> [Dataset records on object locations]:
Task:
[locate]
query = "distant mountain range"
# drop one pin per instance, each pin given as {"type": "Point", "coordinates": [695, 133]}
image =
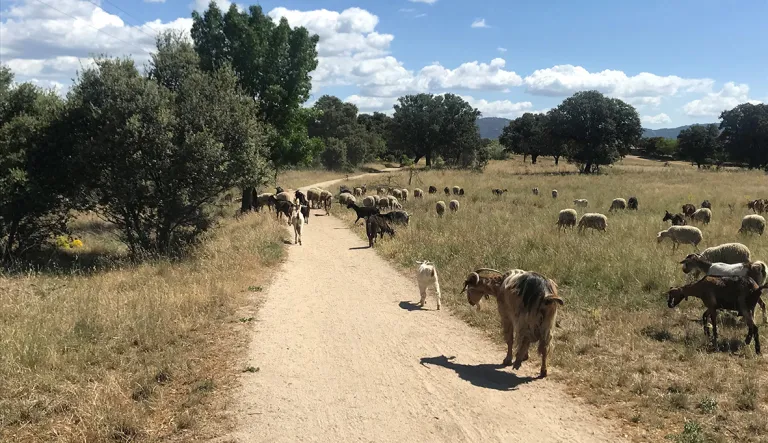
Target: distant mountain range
{"type": "Point", "coordinates": [491, 127]}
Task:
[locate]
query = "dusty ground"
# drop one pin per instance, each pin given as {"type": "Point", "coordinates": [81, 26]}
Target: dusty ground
{"type": "Point", "coordinates": [352, 359]}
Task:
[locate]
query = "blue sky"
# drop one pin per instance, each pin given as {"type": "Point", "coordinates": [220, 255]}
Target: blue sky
{"type": "Point", "coordinates": [677, 61]}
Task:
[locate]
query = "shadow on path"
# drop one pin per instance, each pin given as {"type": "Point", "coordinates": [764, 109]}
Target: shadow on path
{"type": "Point", "coordinates": [484, 375]}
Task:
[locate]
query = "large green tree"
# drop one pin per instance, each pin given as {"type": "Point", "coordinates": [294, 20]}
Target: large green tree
{"type": "Point", "coordinates": [699, 144]}
{"type": "Point", "coordinates": [35, 192]}
{"type": "Point", "coordinates": [272, 62]}
{"type": "Point", "coordinates": [598, 130]}
{"type": "Point", "coordinates": [745, 134]}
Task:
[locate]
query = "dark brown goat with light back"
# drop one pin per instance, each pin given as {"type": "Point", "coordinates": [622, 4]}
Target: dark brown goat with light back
{"type": "Point", "coordinates": [527, 304]}
{"type": "Point", "coordinates": [733, 293]}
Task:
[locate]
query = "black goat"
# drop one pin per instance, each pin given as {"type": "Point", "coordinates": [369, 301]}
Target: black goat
{"type": "Point", "coordinates": [362, 211]}
{"type": "Point", "coordinates": [376, 224]}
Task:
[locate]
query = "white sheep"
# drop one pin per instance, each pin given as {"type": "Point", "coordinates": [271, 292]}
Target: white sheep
{"type": "Point", "coordinates": [681, 234]}
{"type": "Point", "coordinates": [702, 215]}
{"type": "Point", "coordinates": [752, 223]}
{"type": "Point", "coordinates": [593, 220]}
{"type": "Point", "coordinates": [581, 202]}
{"type": "Point", "coordinates": [566, 218]}
{"type": "Point", "coordinates": [427, 275]}
{"type": "Point", "coordinates": [618, 203]}
{"type": "Point", "coordinates": [297, 220]}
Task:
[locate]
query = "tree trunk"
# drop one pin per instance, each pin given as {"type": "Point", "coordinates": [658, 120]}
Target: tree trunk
{"type": "Point", "coordinates": [247, 204]}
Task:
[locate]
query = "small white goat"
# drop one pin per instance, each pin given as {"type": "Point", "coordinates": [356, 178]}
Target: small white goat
{"type": "Point", "coordinates": [427, 275]}
{"type": "Point", "coordinates": [297, 220]}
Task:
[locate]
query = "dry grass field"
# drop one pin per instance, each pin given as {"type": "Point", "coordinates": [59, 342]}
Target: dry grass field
{"type": "Point", "coordinates": [102, 350]}
{"type": "Point", "coordinates": [618, 345]}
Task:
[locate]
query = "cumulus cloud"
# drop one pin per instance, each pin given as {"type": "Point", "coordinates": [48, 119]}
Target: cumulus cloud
{"type": "Point", "coordinates": [658, 119]}
{"type": "Point", "coordinates": [644, 88]}
{"type": "Point", "coordinates": [714, 103]}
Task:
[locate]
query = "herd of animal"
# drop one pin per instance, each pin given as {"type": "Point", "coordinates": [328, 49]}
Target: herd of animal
{"type": "Point", "coordinates": [527, 301]}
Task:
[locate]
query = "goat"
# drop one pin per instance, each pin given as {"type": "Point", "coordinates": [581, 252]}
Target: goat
{"type": "Point", "coordinates": [376, 224]}
{"type": "Point", "coordinates": [733, 293]}
{"type": "Point", "coordinates": [426, 276]}
{"type": "Point", "coordinates": [527, 304]}
{"type": "Point", "coordinates": [362, 211]}
{"type": "Point", "coordinates": [677, 219]}
{"type": "Point", "coordinates": [757, 271]}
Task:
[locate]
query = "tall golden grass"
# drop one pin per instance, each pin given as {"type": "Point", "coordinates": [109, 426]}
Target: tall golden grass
{"type": "Point", "coordinates": [129, 352]}
{"type": "Point", "coordinates": [618, 346]}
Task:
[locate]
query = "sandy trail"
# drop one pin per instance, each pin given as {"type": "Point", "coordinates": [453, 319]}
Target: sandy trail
{"type": "Point", "coordinates": [347, 359]}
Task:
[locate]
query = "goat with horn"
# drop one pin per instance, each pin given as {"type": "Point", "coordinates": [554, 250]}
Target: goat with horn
{"type": "Point", "coordinates": [527, 303]}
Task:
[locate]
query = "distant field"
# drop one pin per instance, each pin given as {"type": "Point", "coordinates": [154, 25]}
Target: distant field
{"type": "Point", "coordinates": [619, 346]}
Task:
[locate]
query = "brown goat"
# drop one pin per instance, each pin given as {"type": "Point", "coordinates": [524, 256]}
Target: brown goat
{"type": "Point", "coordinates": [527, 304]}
{"type": "Point", "coordinates": [733, 293]}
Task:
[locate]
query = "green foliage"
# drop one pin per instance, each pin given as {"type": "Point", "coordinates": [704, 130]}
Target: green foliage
{"type": "Point", "coordinates": [33, 208]}
{"type": "Point", "coordinates": [425, 125]}
{"type": "Point", "coordinates": [745, 134]}
{"type": "Point", "coordinates": [334, 156]}
{"type": "Point", "coordinates": [163, 155]}
{"type": "Point", "coordinates": [598, 130]}
{"type": "Point", "coordinates": [699, 144]}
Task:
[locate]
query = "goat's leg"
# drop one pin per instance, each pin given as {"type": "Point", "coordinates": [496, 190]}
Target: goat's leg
{"type": "Point", "coordinates": [509, 337]}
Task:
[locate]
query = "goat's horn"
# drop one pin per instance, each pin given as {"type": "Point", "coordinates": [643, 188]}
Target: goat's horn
{"type": "Point", "coordinates": [488, 269]}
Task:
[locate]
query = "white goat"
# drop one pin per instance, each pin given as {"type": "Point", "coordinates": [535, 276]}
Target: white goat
{"type": "Point", "coordinates": [427, 275]}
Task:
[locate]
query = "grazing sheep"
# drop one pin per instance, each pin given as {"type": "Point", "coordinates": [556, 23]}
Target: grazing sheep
{"type": "Point", "coordinates": [297, 220]}
{"type": "Point", "coordinates": [426, 275]}
{"type": "Point", "coordinates": [677, 219]}
{"type": "Point", "coordinates": [703, 215]}
{"type": "Point", "coordinates": [733, 293]}
{"type": "Point", "coordinates": [752, 223]}
{"type": "Point", "coordinates": [757, 271]}
{"type": "Point", "coordinates": [362, 211]}
{"type": "Point", "coordinates": [593, 220]}
{"type": "Point", "coordinates": [681, 234]}
{"type": "Point", "coordinates": [397, 216]}
{"type": "Point", "coordinates": [566, 218]}
{"type": "Point", "coordinates": [440, 208]}
{"type": "Point", "coordinates": [581, 202]}
{"type": "Point", "coordinates": [527, 304]}
{"type": "Point", "coordinates": [376, 224]}
{"type": "Point", "coordinates": [618, 203]}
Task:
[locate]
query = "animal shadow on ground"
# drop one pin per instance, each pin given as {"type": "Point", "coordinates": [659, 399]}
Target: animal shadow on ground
{"type": "Point", "coordinates": [410, 306]}
{"type": "Point", "coordinates": [487, 376]}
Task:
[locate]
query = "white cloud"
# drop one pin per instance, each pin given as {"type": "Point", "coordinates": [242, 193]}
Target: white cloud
{"type": "Point", "coordinates": [644, 88]}
{"type": "Point", "coordinates": [714, 103]}
{"type": "Point", "coordinates": [658, 119]}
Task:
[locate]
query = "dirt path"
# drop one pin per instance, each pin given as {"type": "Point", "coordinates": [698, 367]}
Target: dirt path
{"type": "Point", "coordinates": [347, 359]}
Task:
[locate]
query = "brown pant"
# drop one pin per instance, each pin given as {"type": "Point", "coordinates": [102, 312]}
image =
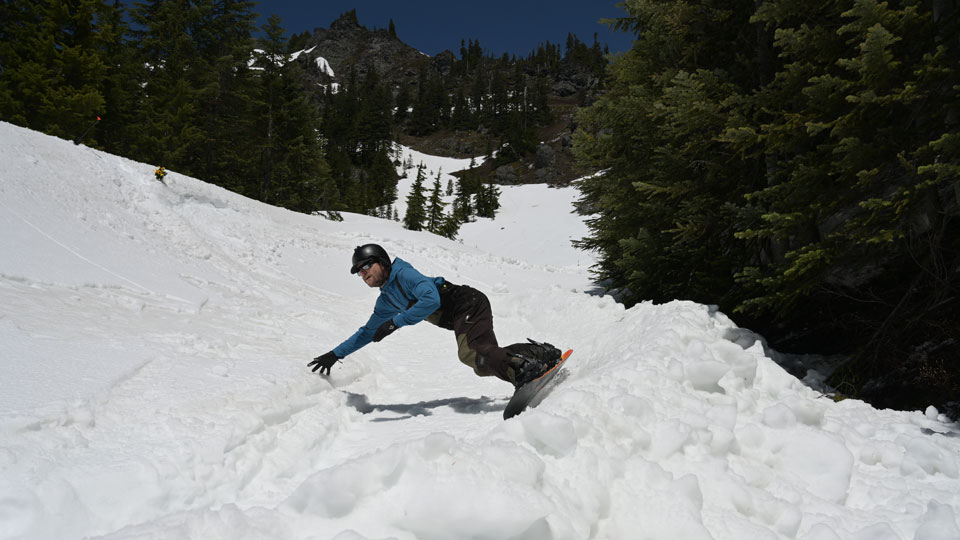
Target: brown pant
{"type": "Point", "coordinates": [467, 312]}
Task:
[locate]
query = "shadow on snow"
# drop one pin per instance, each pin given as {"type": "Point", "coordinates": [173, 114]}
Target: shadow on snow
{"type": "Point", "coordinates": [462, 405]}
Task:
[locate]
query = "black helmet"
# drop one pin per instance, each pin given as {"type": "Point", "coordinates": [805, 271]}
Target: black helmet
{"type": "Point", "coordinates": [369, 253]}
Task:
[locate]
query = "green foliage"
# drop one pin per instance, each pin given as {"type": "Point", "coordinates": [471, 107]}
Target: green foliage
{"type": "Point", "coordinates": [795, 163]}
{"type": "Point", "coordinates": [416, 203]}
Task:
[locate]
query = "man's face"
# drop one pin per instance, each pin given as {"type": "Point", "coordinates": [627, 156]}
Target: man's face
{"type": "Point", "coordinates": [374, 276]}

> [TASK GOAL]: Extract each line in the records above that contains the string "field". The match is case-sensitive.

> [WORKED SOLUTION]:
query = "dry grass field"
Target: dry grass field
query = "distant field"
Target: distant field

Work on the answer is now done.